• **Passage provided**
Among the WHO’s key findings about exercise and :
• In 2010 nearly a quarter of adults (18 and older) were classified as “insufficiently physically active.”
• Even more alarming were the figures on inactivity among adolescents, with 84% of female adolescents and 78% of males falling short.
• In 2014, almost one in four adults aged over 18 years was overweight and more than one in 10 were obese.
Which countries are most affected?
“Prevalence is growing most rapidly in low- and middle-income countries,” the report says.
The biggest estimated percentage rises were in the Western Pacific, African, Southeast Asia and Eastern Mediterranean regions — with the last having an increase from 5.9% to 13.7% of the population.
Adult mortality rates from high blood-glucose increased globally over the same period, with the African, Eastern Mediterranean and Southeast Asia regions worst affected.
What can be done?
“Some risk factors for type 2 diabetes — such as genetics, ethnicity and age — are not modifiable,” the WHO says, but others, such as weight, diet, exercise and smoking, are.
“At the individual level, intensive interventions to improve diet and physical activity can prevent or delay the onset of type 2 diabetes in people at high risk.”
It says all government sectors must “systematically consider the health impact of policies in trade, agriculture, finance, transport, education and urban planning — recognizing that health is enhanced or obstructed as a result of policies in these and other areas.”
The WHO suggests, for example, that urban planning could encourage physical activity by ensuring nonmotorized transport is accessible and safe, while taxation — as in the case of Mexico — could be enacted to try to reduce demand for sugary beverages.
Early diagnosis in primary health care settings is also key to avoiding poor health outcomes, the WHO says and must be easily accessible.
What about medicine to treat diabetes?
Just as basic technologies for diagnosis and monitoring of diabetes in low-income and lower middle-income countries are less accessible, so too is insulin, the WHO says.
Limited competition between a small number of multinational manufacturers can increase prices, with low-income countries generally paying the most for the treatment, it says.
“Governments’ decisions about insulin purchasing– tendering practices, choice of supplier, choice of products and delivery devices — can have a huge impact on budgets and on costs to end users.

• **Data section**
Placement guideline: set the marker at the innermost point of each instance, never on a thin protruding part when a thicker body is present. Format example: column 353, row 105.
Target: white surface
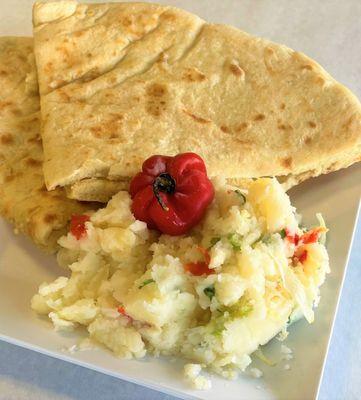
column 329, row 32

• **Work instructions**
1) In the passage on the WHO diabetes report, which region's share of the population rose from 5.9% to 13.7%?
2) Write a continuation of the passage on the WHO diabetes report, beginning after its last sentence.

• **Solved tasks**
1) The Eastern Mediterranean region.

2)
“Governments may recoup high costs by charging mark-ups to patients. In Mozambique, for example, insulin purchased from local wholesalers was 25% to 125% more expensive than that purchased through international tenders,” the WHO says.
It says while insulin is reported as available in 72% of countries it varied widely by region and country.
“Only 23% of low-income countries (six countries) report that insulin is generally available, in contrast to 96% of high-income countries (54 countries).
“Further, the reported general availability of insulin in the WHO Region of the Americas and the European Region is more than double that of the WHO African Region and South-East Asia Region,” the report says.
Any silver lining?
The WHO says the results of its 2015 Noncommunicable Disease Country Capacity Survey give an “encouraging global impression” that countries are addressing diabetes.
“Nearly three-quarters (72%) of countries have a national diabetes policy that is implemented with dedicated funding, and countries are also taking action at the policy level to address unhealthy diets and physical inactivity,” it says.
But the WHO warns that policy needs to be translated into action, with less than half of countries with national guidelines or standards on diabetes actually implementing them.
A co-ordinated approach is needed.
“Everyone has a role to play — governments, health-care providers, people with diabetes and those who care for them, civil society, food producers, and manufacturers and suppliers of medicines and technology are all stakeholders,” the WHO says.
“Collectively, they can all make a significant contribution to halt the rise in diabetes and improve the lives of those living with the disease.”